- [What is needed] Starting at the line that has "crack. Output it as semicolon-separated x1;y1;x2;y2." and stopping after the line that has "0;0;640;326", express the data below as a two-column CSV with the headers input and output. Give one row for each input text with its output, putting each in one quoted field and replacing line breaks with spaces.

▼

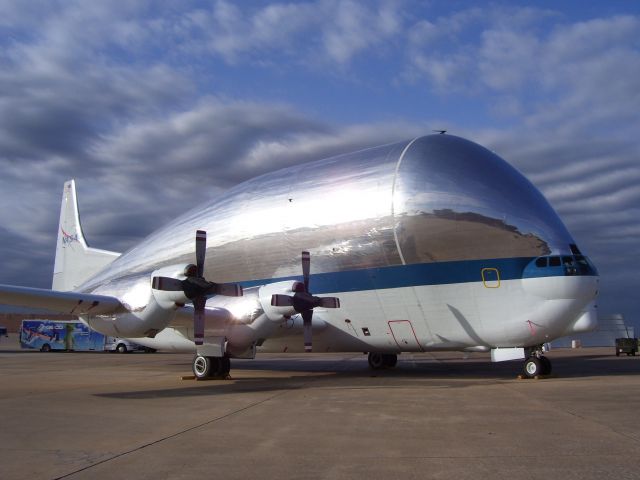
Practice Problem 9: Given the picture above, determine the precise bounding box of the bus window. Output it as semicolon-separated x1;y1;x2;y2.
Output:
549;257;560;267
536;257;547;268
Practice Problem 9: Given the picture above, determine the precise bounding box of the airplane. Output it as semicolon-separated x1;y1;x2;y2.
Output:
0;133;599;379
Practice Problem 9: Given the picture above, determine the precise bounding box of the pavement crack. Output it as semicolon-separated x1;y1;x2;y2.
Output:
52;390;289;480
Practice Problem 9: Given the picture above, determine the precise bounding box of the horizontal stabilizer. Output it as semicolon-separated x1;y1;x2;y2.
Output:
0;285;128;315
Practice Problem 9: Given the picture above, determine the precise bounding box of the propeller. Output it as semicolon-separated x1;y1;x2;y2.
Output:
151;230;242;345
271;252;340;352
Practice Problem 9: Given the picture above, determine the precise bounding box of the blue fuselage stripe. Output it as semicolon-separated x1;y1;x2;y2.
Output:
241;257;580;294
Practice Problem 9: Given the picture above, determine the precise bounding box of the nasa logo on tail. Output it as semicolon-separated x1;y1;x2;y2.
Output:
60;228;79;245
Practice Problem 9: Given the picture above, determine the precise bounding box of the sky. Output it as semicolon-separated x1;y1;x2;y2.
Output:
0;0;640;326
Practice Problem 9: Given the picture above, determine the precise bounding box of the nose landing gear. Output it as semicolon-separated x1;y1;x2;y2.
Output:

▲

- [Exercise result]
input,output
"Practice Problem 9: Given the picture above, determine the precise bounding box of the pavement crack. Output it as semicolon-separated x1;y1;x2;y2. Output:","52;390;289;480"
"Practice Problem 9: Given the picture above, determine the precise bounding box of the horizontal stabilizer. Output it as semicolon-separated x1;y1;x2;y2. Output:","0;285;128;315"
"Practice Problem 9: Given the picture above, determine the precise bounding box of the propeller. Output it as semicolon-separated x1;y1;x2;y2. Output:","151;230;242;345 271;252;340;352"
"Practice Problem 9: Given the picture above, determine the precise bounding box of the blue fuselage stripe. Output it as semicolon-separated x1;y1;x2;y2. Output:","241;257;580;294"
"Practice Problem 9: Given the picture above, determine the precise bounding box of the nasa logo on tail. Output it as semicolon-separated x1;y1;x2;y2. Output:","60;228;79;245"
"Practice Problem 9: Given the picture above, determine the precise bounding box of the sky. Output it as semicolon-separated x1;y1;x2;y2. Output:","0;0;640;326"